TASK REQUIREMENTS:
Filter task. Return each line of the material that holds the string "Locate".

DATA FOR REVIEW:
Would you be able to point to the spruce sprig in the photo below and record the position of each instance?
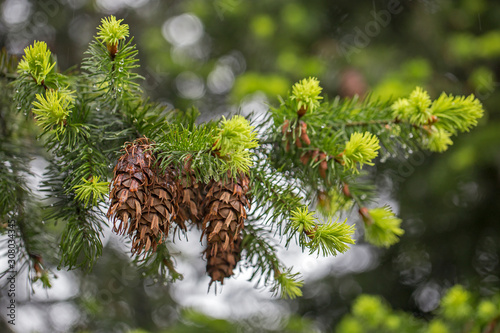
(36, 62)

...

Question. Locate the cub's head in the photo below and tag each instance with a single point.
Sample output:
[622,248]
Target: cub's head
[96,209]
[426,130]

==

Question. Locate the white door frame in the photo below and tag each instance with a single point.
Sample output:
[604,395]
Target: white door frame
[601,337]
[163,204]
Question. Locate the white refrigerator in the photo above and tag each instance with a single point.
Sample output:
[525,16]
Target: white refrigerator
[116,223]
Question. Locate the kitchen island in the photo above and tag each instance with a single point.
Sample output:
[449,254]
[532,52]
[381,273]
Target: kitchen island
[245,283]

TASK OUTPUT:
Question. Locate the cub's head in the photo below and tag each instance with a single point.
Question. Locate the white door frame in the photo below and tag each instance with a single point.
Question. Locate the white refrigerator in the photo above and tag each instance with a single point.
Question. Locate the kitchen island in the photo above and tag each instance with a single point.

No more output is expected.